⟨

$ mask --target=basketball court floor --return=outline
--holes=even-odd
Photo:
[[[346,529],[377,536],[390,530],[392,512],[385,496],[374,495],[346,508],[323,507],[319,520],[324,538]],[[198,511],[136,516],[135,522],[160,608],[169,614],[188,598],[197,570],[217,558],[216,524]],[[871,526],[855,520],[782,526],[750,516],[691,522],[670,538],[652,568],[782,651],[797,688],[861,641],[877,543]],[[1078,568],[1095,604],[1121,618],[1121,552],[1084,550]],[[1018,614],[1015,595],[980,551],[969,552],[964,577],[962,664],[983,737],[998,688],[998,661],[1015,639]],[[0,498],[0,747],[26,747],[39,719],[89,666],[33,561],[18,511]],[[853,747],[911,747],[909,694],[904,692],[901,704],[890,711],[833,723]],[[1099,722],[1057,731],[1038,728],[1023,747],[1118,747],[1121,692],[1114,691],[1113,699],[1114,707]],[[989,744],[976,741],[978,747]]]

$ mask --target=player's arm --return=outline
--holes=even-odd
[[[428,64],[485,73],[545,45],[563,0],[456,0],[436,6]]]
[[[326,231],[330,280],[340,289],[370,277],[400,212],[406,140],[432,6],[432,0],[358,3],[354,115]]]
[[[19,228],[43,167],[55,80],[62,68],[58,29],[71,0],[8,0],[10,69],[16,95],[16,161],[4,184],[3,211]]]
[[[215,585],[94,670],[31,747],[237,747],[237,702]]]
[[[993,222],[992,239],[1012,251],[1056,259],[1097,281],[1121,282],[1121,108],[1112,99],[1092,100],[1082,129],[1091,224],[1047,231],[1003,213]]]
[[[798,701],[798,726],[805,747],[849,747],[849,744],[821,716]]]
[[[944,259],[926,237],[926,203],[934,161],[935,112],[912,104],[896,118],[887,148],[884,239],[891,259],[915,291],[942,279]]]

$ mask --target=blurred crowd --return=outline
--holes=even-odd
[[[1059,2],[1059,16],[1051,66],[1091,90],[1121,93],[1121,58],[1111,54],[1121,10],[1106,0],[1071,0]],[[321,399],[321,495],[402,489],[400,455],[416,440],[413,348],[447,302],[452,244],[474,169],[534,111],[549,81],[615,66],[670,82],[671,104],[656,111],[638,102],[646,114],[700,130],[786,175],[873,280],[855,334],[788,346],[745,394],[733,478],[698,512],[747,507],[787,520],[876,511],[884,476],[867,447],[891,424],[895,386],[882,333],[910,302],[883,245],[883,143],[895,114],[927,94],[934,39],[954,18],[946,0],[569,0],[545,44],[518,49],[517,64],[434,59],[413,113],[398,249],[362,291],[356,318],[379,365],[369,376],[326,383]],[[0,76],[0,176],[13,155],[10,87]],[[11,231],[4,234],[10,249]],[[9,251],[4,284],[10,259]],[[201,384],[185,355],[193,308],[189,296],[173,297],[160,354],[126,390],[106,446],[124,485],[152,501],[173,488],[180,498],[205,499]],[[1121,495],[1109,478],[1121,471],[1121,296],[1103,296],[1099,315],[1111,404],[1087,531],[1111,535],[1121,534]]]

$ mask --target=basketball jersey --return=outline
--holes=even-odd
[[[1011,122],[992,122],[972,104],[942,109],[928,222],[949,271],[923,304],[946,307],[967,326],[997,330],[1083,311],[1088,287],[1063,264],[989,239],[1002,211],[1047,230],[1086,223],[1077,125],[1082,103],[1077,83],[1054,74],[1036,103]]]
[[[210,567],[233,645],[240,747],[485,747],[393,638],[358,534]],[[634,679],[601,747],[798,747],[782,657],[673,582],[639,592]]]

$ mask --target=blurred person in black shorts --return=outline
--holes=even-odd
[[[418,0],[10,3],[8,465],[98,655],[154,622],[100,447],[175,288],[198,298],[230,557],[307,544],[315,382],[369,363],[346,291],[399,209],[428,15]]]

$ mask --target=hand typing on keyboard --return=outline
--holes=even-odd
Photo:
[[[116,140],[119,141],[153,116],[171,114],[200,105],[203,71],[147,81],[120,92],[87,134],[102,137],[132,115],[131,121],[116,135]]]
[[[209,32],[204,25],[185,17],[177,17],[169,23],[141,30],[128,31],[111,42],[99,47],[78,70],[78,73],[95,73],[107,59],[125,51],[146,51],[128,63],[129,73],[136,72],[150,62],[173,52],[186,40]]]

⟩

**To do**. Pull out every line of the records above that contains the word "mask", matching case exactly.

**Final result**.
$ mask --target=basketball court floor --return=outline
$ mask --target=player's arm --return=outline
$ mask --target=blurred crowd --return=outline
$ mask --target=basketball jersey --return=outline
$ mask --target=blurred person in black shorts --return=outline
$ mask --target=hand typing on keyboard --return=outline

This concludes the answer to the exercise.